--- begin ---

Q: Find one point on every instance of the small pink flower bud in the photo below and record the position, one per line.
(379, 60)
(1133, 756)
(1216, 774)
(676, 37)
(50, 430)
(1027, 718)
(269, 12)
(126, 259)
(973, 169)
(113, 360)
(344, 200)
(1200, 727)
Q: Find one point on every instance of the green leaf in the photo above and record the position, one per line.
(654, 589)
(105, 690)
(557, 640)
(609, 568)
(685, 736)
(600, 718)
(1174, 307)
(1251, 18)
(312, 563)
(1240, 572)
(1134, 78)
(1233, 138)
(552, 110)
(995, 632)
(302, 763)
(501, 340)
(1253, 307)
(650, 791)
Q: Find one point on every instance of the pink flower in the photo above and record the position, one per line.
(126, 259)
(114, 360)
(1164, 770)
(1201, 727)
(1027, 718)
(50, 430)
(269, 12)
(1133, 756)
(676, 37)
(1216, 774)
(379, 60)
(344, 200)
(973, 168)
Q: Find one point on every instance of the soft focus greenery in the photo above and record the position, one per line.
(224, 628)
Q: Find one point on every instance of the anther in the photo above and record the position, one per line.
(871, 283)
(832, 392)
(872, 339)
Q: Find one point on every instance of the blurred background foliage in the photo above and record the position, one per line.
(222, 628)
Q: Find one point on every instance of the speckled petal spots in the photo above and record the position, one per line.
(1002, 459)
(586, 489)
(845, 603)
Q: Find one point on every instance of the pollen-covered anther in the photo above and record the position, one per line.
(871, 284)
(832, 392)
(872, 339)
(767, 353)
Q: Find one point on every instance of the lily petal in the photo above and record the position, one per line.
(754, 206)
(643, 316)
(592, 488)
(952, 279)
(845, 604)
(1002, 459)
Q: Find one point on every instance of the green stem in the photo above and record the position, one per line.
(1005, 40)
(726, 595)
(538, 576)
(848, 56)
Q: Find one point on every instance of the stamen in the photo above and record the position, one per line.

--- end ---

Short problem: Copy the stretch of items from the line containing "Q: Find one point on every instance of the green stem" through the end of the items, requests included, and shift every coordinate in the answers up by 108.

Task result:
Q: Find one point on every instance of the green stem in the photo above and record the position, one per line.
(1113, 148)
(834, 703)
(646, 684)
(956, 164)
Q: Find one point on every instance of the stamen in the photo above and record the position, one per line.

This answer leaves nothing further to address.